=== Section Start ===

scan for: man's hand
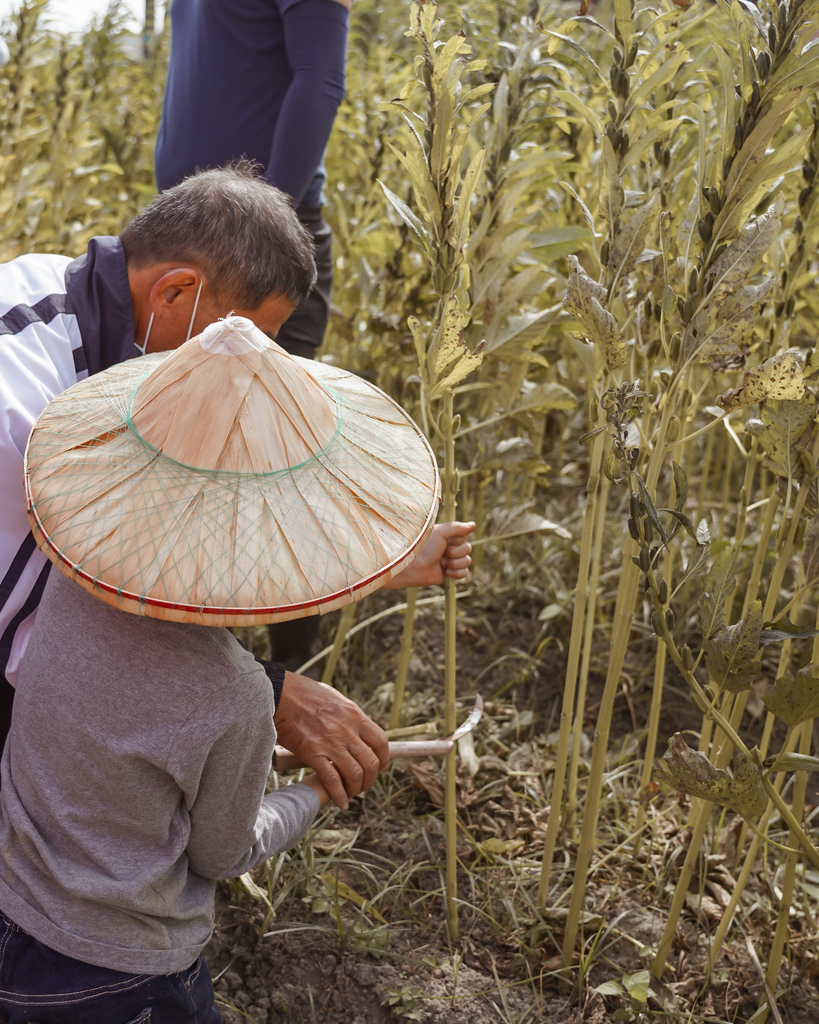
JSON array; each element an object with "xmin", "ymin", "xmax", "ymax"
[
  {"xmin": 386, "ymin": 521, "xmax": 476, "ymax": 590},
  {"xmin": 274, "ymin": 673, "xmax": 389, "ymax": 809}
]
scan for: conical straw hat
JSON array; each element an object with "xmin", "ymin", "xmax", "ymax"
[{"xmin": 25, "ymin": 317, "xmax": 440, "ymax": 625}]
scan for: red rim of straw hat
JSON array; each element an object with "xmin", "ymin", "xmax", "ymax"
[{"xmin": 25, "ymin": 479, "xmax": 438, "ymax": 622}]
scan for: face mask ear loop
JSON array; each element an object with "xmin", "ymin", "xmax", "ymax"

=== Section End ===

Work required:
Retype the lines from the one containing "scan for: face mask ear loop" to the last line above. Change nothing and include no others.

Answer box:
scan for: face mask ear loop
JSON array; each element an object with "xmin", "ymin", "xmax", "ymax"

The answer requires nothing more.